### WRITTEN TASK
Change "dark" to "shadowy" in the part of the listing that opens with the line containing "Find and box each beach cabana." and closes with the line containing "[0,19,150,38]". Write out only those lines, with nothing else altered.

Records of labeled boxes:
◆ ◆ ◆ ◆ ◆

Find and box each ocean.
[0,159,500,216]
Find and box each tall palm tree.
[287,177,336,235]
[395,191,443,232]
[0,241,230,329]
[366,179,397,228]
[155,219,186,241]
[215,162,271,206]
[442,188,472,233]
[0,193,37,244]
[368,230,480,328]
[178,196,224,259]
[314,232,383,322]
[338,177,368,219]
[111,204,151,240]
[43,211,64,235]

◆ ◆ ◆ ◆ ◆

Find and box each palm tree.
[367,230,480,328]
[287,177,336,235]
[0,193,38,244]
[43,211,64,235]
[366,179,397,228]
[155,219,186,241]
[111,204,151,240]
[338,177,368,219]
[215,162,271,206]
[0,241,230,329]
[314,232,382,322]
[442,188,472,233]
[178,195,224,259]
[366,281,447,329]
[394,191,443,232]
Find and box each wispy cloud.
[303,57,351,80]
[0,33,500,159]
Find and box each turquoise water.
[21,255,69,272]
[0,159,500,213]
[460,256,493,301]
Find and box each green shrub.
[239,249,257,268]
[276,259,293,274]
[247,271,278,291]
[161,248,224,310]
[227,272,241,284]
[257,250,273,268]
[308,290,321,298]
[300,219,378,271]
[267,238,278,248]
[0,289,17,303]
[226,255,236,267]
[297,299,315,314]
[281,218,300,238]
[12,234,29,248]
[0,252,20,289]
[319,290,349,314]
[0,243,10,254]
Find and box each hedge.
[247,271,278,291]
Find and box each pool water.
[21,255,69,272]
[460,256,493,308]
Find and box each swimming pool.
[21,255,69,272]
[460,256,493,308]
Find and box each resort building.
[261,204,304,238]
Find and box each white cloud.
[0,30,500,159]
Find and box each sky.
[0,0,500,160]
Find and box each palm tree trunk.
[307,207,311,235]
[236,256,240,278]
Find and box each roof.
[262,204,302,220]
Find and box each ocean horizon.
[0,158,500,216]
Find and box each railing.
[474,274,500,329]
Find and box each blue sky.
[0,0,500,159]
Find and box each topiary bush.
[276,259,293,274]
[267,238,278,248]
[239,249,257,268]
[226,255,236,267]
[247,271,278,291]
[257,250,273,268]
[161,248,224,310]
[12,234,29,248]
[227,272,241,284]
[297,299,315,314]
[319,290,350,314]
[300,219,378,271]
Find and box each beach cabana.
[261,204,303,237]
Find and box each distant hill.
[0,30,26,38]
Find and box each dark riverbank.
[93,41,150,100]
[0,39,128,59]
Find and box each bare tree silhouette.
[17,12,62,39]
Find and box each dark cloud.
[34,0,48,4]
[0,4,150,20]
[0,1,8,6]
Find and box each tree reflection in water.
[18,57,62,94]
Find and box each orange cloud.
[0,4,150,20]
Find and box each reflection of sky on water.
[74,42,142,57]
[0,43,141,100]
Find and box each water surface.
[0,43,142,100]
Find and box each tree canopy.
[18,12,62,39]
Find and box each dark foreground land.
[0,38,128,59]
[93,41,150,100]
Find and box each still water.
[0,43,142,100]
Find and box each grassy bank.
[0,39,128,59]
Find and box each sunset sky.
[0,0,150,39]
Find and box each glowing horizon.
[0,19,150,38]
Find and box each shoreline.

◆ ◆ ◆ ◆ ◆

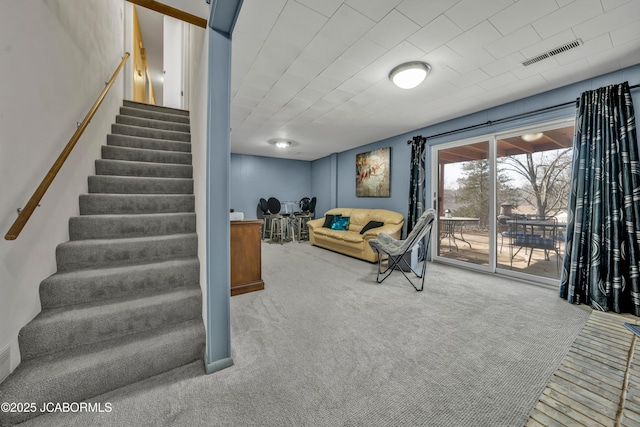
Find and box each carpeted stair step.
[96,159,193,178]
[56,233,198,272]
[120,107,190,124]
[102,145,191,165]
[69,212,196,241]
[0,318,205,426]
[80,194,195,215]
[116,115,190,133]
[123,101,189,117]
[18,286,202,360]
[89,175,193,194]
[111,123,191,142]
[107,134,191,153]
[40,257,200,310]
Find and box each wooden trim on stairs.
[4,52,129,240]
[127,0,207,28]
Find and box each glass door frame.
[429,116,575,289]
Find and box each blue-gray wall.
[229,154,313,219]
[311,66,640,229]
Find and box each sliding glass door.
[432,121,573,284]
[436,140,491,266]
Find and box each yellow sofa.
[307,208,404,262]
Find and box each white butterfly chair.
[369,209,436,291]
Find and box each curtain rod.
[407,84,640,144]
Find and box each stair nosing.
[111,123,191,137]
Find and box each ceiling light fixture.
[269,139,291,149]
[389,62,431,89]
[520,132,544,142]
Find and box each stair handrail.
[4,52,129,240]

◆ ◆ ◆ ◆ ◆

### THE SOLUTION
Find and box each beach cabana.
[261,204,303,237]
Find and box each distant hill.
[0,30,26,38]
Find and box each shadowy riverbank.
[93,41,150,100]
[0,39,128,59]
Find and box each bare tree silhouette.
[17,12,62,39]
Find and box each shadowy cloud.
[34,0,48,4]
[0,4,150,20]
[0,1,8,6]
Find and box each tree reflection in water.
[18,57,62,94]
Find and box each orange cloud.
[0,4,150,20]
Find and box each reflection of sky on water.
[74,42,142,57]
[0,43,141,100]
Find and box each water surface.
[0,43,142,100]
Find and box each tree canopy.
[18,12,62,39]
Find and box each shadowy foreground land.
[0,38,128,59]
[93,41,150,100]
Find and box each still water.
[0,43,142,100]
Find and box each grassy bank.
[0,39,128,59]
Find and box each sunset sky.
[0,0,150,39]
Find and box each glowing horizon.
[0,19,150,38]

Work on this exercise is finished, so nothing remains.